§ **Reading text**
⟨
Three studies evaluated 24-h ECG for HRV in PD and matched controls. One study (27) compared 13 PD and 13 controls and found significantly reduced SDNN, LF, and HF in PD compared to controls during nighttime hours. PD patients also had reduced SDNN and LF during the full 24-h period and during the day compared to controls. A larger study (23) evaluated 54 dopaminergic-naïve PD patients and 47 age-matched controls. Over 24-h, SDNN, VLF, LF, and HF were significantly lower in PD than controls. The night-time HRV was not analyzed separately, but was reported in another paper (30), showing lower night time LF and HF in PD compared to controls. This group also showed negative correlations between total and motor UPDRS and 24-h LF and VLF, but no relationship between HRV and disease duration (23). Additionally, patients with less bradykinesia had significantly higher 24-h HF. Another study evaluated 24-h HRV and included actigraphy to distinguish between time in and out of bed (28), finding that PD patients had lower HF when in bed, but higher HF when out of bed. The LF/HF ratio was lower (parasympathetic predominance) in patients than controls both in and out of bed. A limitation of these studies was the absence of EEG identification of sleep or wake.

PD patients also had altered HRV in response to body movements during REM sleep in a study that compared 26 untreated PD patients to 15 controls (22). This study found reduced tachycardia response to body movements during REM sleep in PD compared to controls.

In another study, 35 PD patients demonstrated lower sympathetic influence on HRV during both REM and NREM compared to 35 matched controls. No differences were found in time domain HRV parameters (RR interval and pN50) for REM or NREM. However, in the frequency domain, LFnu was lower and HFnu was higher in PD compared to controls, representing reduced sympathetic influence. Similarly, LF/HF was lower (parasympathetic predominance) in PD patients than controls for REM and NREM. Dopaminergic medications did not influence the HRV parameters (31). The authors attributed the findings to partial post-ganglionic noradrenergic cardiac denervation corresponding to observed blunted sympathetic responses during dream enactment behavior.

Palma et al. (16) evaluated HRV during REM and NREM (N1-N2 combined, and separately N3) sleep in 33 PD participants compared to 29 matched controls. Time and frequency domain HRV parameters were analyzed by averaging 10-min epochs across REM, N1-N2, N3, and wake. RR intervals were lower in PD compared to controls in wake, N3, and REM, with no differences in SDNN in any sleep stage. ULF was lower in N3, VLF and LF were lower during REM sleep, and HF was lower in N1-N2 in PD compared to controls. Furthermore, Unified Parkinson's Disease Rating Scale (UDPRS) part III ON and OFF scores were inversely related to VLF and LF during REM sleep. Similarly, Covassin et al. (20) found that lower HF (parasympathetic) HRV during REM sleep and higher LF/HF (sympathetic) during REM sleep were significantly correlated with disease severity in PD. These studies highlight the significance of cardiac autonomic dysfunction in PD and suggest utility in measuring disease severity.
⟩
§ **Tasks and exercises**
(A) For each statement, say whether it agrees with the text on heart rate variability in Parkinson's disease: (i) in the 24-h study that used actigraphy, the LF/HF ratio was lower in patients than controls both in and out of bed; (ii) in the study of 35 PD patients, dopaminergic medications influenced the HRV parameters; (iii) Palma et al. found lower SDNN in PD than in controls during REM sleep. Answer yes or no for each and quote the words of the text that decide it.
(B) Carry on the text on heart rate variability in Parkinson's disease, starting after its last sentence.
The lines after this point are separate material with no connection to the text on heart rate variability in Parkinson's disease.

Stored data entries
⟨
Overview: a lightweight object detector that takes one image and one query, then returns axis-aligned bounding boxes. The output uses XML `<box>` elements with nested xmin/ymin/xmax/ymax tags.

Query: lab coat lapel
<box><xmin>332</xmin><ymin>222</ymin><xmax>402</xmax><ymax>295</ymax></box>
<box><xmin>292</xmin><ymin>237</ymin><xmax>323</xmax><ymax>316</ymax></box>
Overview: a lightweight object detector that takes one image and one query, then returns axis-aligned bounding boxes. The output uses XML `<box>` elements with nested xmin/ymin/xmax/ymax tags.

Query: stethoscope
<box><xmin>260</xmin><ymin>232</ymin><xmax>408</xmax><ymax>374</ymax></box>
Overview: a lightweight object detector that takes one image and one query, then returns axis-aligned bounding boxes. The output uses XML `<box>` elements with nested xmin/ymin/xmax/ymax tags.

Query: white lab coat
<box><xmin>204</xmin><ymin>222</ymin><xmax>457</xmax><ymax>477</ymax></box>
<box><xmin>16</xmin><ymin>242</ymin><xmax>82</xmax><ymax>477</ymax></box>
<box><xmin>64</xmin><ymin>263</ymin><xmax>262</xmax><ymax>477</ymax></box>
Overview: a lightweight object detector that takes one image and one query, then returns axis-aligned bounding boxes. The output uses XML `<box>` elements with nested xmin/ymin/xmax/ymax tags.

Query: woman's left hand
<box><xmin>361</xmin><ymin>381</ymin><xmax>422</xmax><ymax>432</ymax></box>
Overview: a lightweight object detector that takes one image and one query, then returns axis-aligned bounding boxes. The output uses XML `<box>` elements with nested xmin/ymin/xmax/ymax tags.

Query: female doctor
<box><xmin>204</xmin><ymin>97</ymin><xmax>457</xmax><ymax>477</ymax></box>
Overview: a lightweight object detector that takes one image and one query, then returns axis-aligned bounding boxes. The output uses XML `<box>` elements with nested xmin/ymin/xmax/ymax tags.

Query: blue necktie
⟩
§ **Task responses**
(A)
(i) Yes: "The LF/HF ratio was lower (parasympathetic predominance) in patients than controls both in and out of bed."
(ii) No: "Dopaminergic medications did not influence the HRV parameters (31)."
(iii) No: "with no differences in SDNN in any sleep stage."

(B)
Another study compared HRV and diffusion tensor imaging (DTI) in the medulla between 52 PD patients and 24 controls (29). PD patients did not demonstrate the expected sympathetic predominance during REM sleep, with significantly lower LF and higher HF compared to controls. In contrast to controls, there was no change from N3 to REM in either LF or HF. DTI measures in the medulla were negatively correlated with LF, HF, and LF/HF ratio in REM but not in N3, suggesting that neurodegeneration in the medulla influences loss of sympathovagal balance during REM sleep.

In addition to these case-control studies, Liu et al. (39) evaluated effects of subthalamic nucleus (STN) deep brain stimulation (DBS) on nighttime HRV in PD by comparing nights with DBS on vs. off. They found increased LF/HF ratio during the DBS-on night, suggesting that DBS may restore sympathetic regulation. However, a significant limitation of this study is that sleep and sleep stage were not confirmed during the recordings.

Thus, sleep-related HRV measures suggest alterations in sympathovagal balance and reduced sympathetic predominance in REM in people with PD. Additionally, these measures appear to be related to motor disease severity.

Heart rate variability and multiple system atrophy

Multiple system atrophy (MSA) is a neurodegenerative disorder with glial cytoplasmic synuclein inclusions that results in autonomic dysfunction and Parkinsonism or cerebellar ataxia (19). Only two small case-control studies have evaluated HRV during sleep in MSA and another study compared HRV in MSA, PD, and controls.

One study compared seven MSA patients and seven controls, showing lower RR50, LF, and HF during sleep in MSA compared to controls (24). In controls, the LF/HF ratio was lower (parasympathetic predominance) during sleep than wake; however, this variation was absent in MSA. Another case-control sleep study showed increased HFnu in 7 MSA patients compared with 5 controls during REM and NREM 3/4 sleep (17). These findings suggest relative abnormal predominance of parasympathetic activity in MSA during REM sleep.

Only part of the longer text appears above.